▶ [TEXT TO READ]
Directors can be liable to penalties if information is not sent to Companies
House on time. They must approve the annual accounts and are also responsible
for all the general day to day running of the company including matters such as
health and safety. Acting improperly can lead to fines, disqualification from
being a director, personal liability for the company's debts or a criminal
Appointment of Directors
Appointment of new directors, resignation of directors and change of
directors details needs to be notified to Companies House on forms 288a, 288b
and 288c respectively within 14 days.
Private limited companies must have at least one director and public limited
companies must have at least two. In general anyone can be a director, but from
1 October 2008 all directors will have to be aged at least 16. A director must
also not disqualified by the court from acting as a director and must not be an
undischarged bankrupt - if you are, you need the court's permission.
The Articles of Association set out the rules for how the company is to be
run including for example how many directors there should be, how long they can
serve and what happens at the end of their term.
Directors' powers and financial liabilities
The powers of the directors are limited by the company's Memorandum and
Articles of Association, although these are usually very widely drawn. These can
for example restrict the type of business activities allowed or monies that can
borrowed, so it is important to check them.
A director is expected to have the skill expected that a reasonable person
would do looking after their own business and act in good faith for the company
and treat all shareholders equally. From 1 October 2007 the Companies Act 2006
imposes a new statutory set of directors duties which are:
- A duty to act within powers - not to abuse or exceed their powers (usually
as defined by the Articles) or use them for an improper purpose;
- A duty to act as the director considers will promote the success of the
company for the benefit of its members as a whole, having regard (amongst
other things) to:
- the likely long term consequences
- employees’ interests
- business relations with suppliers, customers and others
- impact on the community and the environment
- desirability of a reputation for high standards of business conduct
- need to act fairly as between members
- This duty is made subject to any requirement to act in the interests of
creditors (e.g. where the company is insolvent and wrongful trading might
- A duty to exercise independent judgement
- A duty to exercise reasonable care, skill and diligence (this introduces a
minimum standard of competence)
- A duty to avoid conflicts of interest – but conflicts can be authorised by
the board (so long as there are enough "independent" directors)

Excerpts from a pointing dataset
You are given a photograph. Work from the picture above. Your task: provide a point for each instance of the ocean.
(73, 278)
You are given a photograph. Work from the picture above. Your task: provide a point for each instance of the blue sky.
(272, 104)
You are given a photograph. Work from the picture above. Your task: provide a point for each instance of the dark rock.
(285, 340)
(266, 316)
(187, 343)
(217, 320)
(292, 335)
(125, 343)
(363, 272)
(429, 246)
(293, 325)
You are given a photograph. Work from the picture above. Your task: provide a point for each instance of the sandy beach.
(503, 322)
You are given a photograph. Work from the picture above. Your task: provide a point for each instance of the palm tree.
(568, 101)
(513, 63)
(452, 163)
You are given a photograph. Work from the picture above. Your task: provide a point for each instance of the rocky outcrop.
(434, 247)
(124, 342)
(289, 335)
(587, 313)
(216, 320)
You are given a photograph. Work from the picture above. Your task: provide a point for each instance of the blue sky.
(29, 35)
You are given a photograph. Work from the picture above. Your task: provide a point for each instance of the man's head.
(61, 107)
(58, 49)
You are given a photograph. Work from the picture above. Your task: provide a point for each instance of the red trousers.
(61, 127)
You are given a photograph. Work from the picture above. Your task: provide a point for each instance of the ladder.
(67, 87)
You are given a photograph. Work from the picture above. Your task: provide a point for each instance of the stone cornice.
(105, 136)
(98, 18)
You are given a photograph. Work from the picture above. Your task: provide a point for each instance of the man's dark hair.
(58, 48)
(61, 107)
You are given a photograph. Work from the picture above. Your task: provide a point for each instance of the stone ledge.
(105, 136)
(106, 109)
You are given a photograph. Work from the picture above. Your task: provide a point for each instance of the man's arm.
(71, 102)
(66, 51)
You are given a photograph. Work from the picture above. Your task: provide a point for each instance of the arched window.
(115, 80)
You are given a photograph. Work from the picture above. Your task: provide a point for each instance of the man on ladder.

▶ [TO BE DONE]
a: In two sentences, summarize the text on company directors.
b: Reproduce the stretch of the text on company directors from "Private limited companies" through "of their term.".
The records play no part in what you are asked to do.

▶ [COMPLETED EXERCISE]
a: Company directors must approve the annual accounts, handle the day-to-day running of the company, and notify Companies House of appointments, resignations and changes to their details within 14 days, and they can face penalties for late filings or fines and disqualification for acting improperly. Their powers are limited by the company's Memorandum and Articles of Association, and from 1 October 2007 the Companies Act 2006 sets statutory duties that include acting within their powers, promoting the company's success, exercising independent judgement and reasonable care, and avoiding conflicts of interest.

b:
Private limited companies must have at least one director and public limited
companies must have at least two. In general anyone can be a director, but from
1 October 2008 all directors will have to be aged at least 16. A director must
also not disqualified by the court from acting as a director and must not be an
undischarged bankrupt - if you are, you need the court's permission.
The Articles of Association set out the rules for how the company is to be
run including for example how many directors there should be, how long they can
serve and what happens at the end of their term.